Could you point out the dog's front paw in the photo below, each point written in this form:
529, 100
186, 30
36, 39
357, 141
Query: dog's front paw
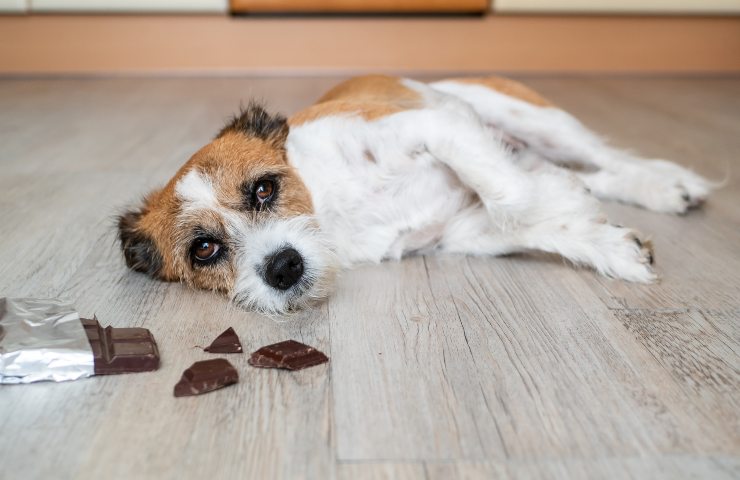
626, 254
675, 189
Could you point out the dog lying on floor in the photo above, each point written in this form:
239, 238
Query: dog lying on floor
382, 167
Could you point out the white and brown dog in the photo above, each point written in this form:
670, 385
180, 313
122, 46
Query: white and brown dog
382, 167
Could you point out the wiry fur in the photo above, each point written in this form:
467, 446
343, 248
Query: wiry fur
396, 167
255, 121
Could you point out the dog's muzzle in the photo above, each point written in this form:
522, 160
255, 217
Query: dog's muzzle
283, 269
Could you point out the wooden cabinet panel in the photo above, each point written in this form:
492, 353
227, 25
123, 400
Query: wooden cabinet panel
358, 6
617, 6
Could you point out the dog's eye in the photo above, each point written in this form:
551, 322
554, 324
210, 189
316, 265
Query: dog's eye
205, 250
264, 191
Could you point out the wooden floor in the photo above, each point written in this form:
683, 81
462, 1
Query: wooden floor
441, 367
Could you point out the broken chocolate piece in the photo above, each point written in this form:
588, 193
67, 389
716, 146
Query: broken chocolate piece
206, 376
227, 342
121, 350
290, 355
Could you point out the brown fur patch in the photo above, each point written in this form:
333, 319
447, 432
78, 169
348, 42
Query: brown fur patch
371, 97
507, 87
230, 161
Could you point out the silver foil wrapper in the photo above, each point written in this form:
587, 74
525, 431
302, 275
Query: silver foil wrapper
42, 339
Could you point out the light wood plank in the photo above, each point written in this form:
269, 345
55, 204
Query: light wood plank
441, 367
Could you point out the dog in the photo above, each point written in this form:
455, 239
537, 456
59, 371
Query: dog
380, 168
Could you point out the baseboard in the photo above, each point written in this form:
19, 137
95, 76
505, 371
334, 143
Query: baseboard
78, 44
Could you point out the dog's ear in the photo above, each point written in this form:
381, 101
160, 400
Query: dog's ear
138, 248
254, 121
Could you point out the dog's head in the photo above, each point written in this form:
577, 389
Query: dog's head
236, 218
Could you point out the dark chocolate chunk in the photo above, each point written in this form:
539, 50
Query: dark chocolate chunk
121, 350
290, 355
206, 376
227, 342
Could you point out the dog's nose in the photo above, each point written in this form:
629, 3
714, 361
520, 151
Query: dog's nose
284, 269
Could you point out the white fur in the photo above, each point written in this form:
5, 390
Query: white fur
253, 243
442, 178
555, 135
196, 191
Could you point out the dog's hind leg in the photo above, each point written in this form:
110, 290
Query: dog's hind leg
546, 209
558, 137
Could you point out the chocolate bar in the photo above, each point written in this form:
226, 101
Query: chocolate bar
206, 376
289, 355
121, 350
227, 342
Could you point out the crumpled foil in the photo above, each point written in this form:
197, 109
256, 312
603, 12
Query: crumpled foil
42, 339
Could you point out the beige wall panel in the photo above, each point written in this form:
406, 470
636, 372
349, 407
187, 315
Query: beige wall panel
86, 44
359, 5
618, 6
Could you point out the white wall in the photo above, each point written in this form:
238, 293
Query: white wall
132, 6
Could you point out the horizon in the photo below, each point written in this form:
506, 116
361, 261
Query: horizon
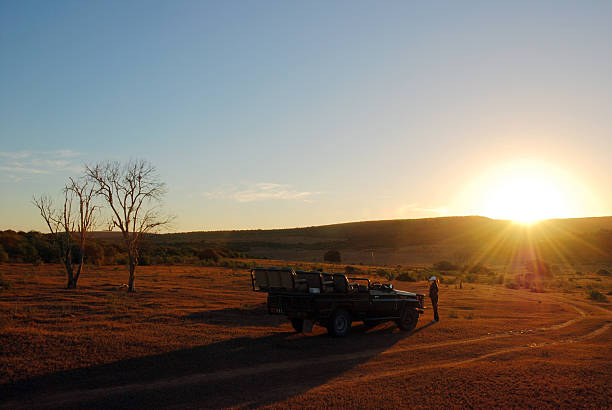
510, 221
274, 115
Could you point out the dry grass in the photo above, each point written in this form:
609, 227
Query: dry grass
206, 336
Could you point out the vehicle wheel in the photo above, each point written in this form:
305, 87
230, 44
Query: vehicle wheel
370, 323
409, 319
339, 323
298, 324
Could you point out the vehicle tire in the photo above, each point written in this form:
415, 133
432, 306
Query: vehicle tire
370, 323
339, 323
298, 324
408, 319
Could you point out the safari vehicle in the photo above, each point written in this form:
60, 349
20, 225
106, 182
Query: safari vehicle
334, 300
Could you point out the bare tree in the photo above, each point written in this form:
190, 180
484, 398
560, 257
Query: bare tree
84, 192
64, 225
133, 192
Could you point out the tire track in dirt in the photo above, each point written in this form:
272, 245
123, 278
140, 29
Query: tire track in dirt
457, 363
71, 397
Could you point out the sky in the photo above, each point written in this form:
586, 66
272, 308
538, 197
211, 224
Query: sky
265, 114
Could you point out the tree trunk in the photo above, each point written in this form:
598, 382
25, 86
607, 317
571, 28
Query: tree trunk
80, 267
132, 262
71, 280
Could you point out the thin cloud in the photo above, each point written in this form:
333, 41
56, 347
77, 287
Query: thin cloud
22, 164
260, 192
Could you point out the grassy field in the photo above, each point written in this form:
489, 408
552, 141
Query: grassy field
198, 337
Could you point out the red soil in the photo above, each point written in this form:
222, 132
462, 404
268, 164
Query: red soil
199, 337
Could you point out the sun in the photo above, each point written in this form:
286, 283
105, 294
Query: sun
525, 200
526, 192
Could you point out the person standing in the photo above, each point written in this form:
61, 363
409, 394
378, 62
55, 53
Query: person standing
433, 295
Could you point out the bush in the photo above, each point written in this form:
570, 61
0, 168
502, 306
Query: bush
351, 270
3, 255
445, 266
538, 268
390, 275
381, 272
4, 284
596, 295
209, 254
512, 285
406, 277
332, 256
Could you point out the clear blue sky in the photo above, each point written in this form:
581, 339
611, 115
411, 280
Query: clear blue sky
265, 114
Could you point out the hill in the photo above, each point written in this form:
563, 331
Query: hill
461, 240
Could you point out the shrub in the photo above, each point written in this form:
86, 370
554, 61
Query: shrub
4, 284
209, 254
332, 256
470, 278
512, 285
406, 277
445, 266
3, 255
381, 272
538, 268
390, 275
596, 295
351, 270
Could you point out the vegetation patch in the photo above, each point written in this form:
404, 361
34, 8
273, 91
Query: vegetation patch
596, 295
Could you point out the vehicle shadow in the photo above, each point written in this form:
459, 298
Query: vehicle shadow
240, 372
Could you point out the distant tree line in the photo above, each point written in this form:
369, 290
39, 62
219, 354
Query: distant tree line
39, 248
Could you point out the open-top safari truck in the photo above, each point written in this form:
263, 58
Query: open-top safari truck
334, 300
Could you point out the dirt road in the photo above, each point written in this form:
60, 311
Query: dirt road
292, 380
210, 344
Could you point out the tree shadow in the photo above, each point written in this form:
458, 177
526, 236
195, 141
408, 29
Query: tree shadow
250, 315
243, 372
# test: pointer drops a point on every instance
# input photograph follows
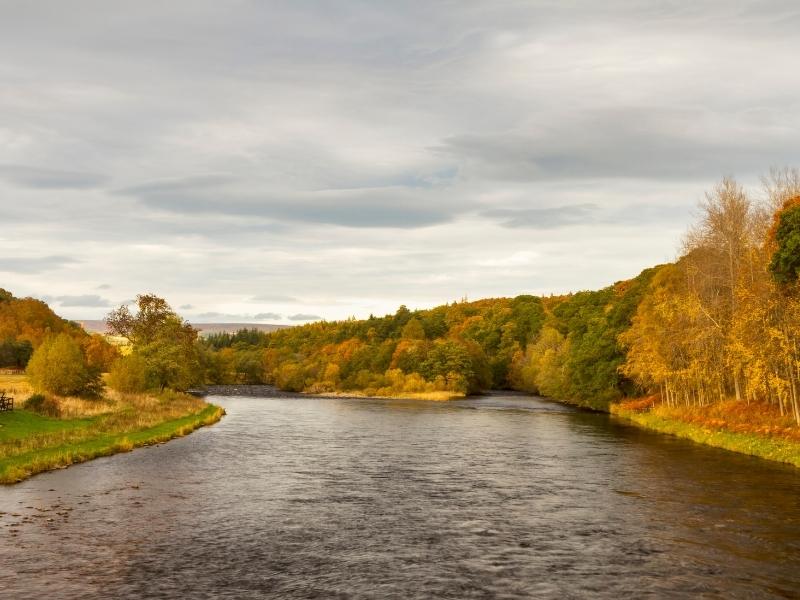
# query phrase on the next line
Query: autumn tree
(59, 366)
(166, 343)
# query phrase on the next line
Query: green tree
(167, 344)
(785, 264)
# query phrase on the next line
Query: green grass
(762, 446)
(20, 424)
(30, 443)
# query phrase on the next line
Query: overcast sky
(287, 161)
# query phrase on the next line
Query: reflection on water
(499, 497)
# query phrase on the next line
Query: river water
(504, 496)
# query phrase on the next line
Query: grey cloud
(246, 318)
(34, 177)
(88, 300)
(267, 316)
(359, 208)
(272, 298)
(27, 264)
(545, 218)
(629, 142)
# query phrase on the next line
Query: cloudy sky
(284, 161)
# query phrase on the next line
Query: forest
(721, 323)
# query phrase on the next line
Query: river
(504, 496)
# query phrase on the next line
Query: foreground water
(500, 497)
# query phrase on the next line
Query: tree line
(720, 322)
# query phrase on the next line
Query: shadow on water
(501, 496)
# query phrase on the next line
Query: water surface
(505, 496)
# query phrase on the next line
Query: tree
(166, 343)
(59, 366)
(785, 263)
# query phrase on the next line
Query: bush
(129, 374)
(42, 405)
(59, 366)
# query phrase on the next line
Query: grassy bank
(438, 396)
(754, 429)
(81, 430)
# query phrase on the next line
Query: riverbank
(751, 429)
(272, 391)
(80, 430)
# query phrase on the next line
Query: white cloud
(288, 159)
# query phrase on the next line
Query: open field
(84, 429)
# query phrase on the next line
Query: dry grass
(16, 385)
(737, 417)
(86, 428)
(756, 429)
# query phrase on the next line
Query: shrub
(129, 374)
(59, 366)
(42, 405)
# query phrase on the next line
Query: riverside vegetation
(710, 341)
(706, 347)
(69, 414)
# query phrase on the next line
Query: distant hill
(99, 326)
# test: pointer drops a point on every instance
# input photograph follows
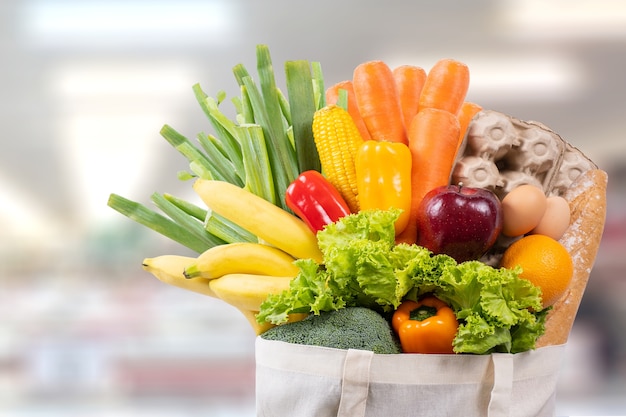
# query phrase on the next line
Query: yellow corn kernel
(337, 140)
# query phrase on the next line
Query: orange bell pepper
(383, 178)
(426, 326)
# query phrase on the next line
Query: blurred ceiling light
(110, 115)
(105, 79)
(125, 22)
(516, 77)
(562, 18)
(23, 218)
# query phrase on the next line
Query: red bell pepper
(315, 200)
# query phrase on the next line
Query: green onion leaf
(256, 161)
(190, 223)
(189, 208)
(226, 230)
(157, 222)
(302, 103)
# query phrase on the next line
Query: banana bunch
(242, 274)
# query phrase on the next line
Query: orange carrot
(433, 136)
(409, 82)
(466, 113)
(377, 99)
(446, 85)
(332, 95)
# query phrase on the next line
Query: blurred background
(87, 85)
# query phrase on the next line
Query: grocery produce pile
(387, 194)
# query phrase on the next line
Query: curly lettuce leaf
(362, 266)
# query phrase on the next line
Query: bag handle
(355, 385)
(500, 401)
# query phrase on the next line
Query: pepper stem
(422, 313)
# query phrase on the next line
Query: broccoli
(347, 328)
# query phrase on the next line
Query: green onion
(199, 164)
(189, 208)
(157, 222)
(226, 230)
(259, 179)
(301, 94)
(190, 223)
(223, 168)
(318, 85)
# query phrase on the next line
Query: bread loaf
(587, 199)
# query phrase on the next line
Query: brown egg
(522, 210)
(555, 220)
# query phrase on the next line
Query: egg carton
(501, 152)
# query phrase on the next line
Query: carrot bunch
(426, 111)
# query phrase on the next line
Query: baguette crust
(587, 199)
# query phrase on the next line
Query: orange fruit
(544, 262)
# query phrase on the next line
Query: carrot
(377, 99)
(409, 82)
(446, 85)
(433, 136)
(332, 96)
(466, 114)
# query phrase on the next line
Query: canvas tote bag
(301, 381)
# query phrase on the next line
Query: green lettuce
(362, 266)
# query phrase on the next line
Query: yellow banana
(267, 221)
(242, 257)
(170, 270)
(248, 291)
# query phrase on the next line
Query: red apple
(462, 222)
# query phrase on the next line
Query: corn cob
(337, 140)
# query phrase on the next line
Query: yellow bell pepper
(383, 177)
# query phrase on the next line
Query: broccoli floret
(347, 328)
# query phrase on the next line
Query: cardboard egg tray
(501, 152)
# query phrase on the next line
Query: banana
(169, 269)
(267, 221)
(248, 291)
(242, 257)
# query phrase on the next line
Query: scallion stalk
(157, 222)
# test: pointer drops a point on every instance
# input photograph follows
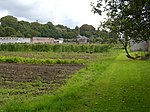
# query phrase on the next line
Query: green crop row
(40, 61)
(55, 47)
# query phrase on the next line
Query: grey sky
(66, 12)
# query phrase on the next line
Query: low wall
(14, 40)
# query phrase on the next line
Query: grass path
(109, 85)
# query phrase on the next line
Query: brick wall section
(43, 40)
(14, 40)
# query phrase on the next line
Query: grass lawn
(110, 84)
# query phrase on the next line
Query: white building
(14, 40)
(141, 46)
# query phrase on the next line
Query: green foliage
(105, 85)
(55, 47)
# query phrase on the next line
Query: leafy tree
(9, 21)
(87, 30)
(9, 31)
(127, 19)
(2, 31)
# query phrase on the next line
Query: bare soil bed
(35, 79)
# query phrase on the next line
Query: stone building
(141, 46)
(5, 40)
(82, 39)
(43, 40)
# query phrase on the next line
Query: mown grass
(107, 85)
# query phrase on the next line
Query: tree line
(11, 27)
(126, 19)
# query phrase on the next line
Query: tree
(127, 19)
(2, 31)
(9, 21)
(9, 31)
(87, 30)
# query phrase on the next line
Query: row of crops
(40, 61)
(55, 47)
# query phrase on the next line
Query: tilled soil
(11, 74)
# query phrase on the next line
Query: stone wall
(141, 46)
(43, 40)
(14, 40)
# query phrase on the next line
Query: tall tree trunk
(126, 50)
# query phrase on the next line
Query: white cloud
(65, 12)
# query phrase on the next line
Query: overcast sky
(70, 13)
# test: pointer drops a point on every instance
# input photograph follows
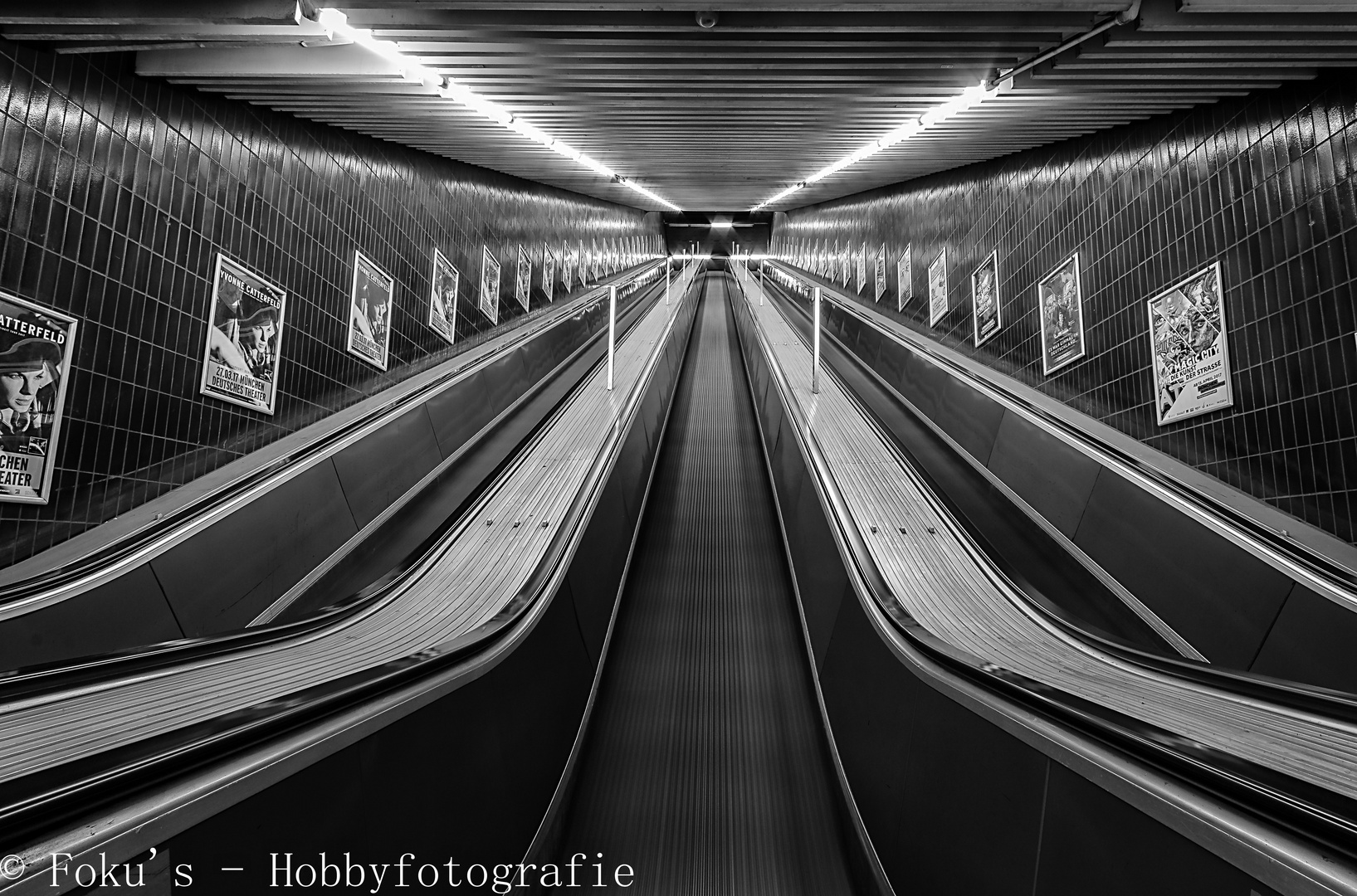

════════════════

*WORK REQUIRED*.
Please give back exactly the lines from the first line of the records above through the line containing "Could you point out the white and", only those and both included, with the pictures removed.

*TASK ANSWER*.
Could you point out the dog's front paw in the photo below, each point written in this form:
529, 100
186, 30
36, 39
357, 141
Query: dog's front paw
626, 254
675, 189
Could you point out the dog lying on floor in the photo above, each point written in this form:
239, 238
Query: dog lying on floor
382, 167
Could you point out the white and brown dog in the photo above, each point written in this form:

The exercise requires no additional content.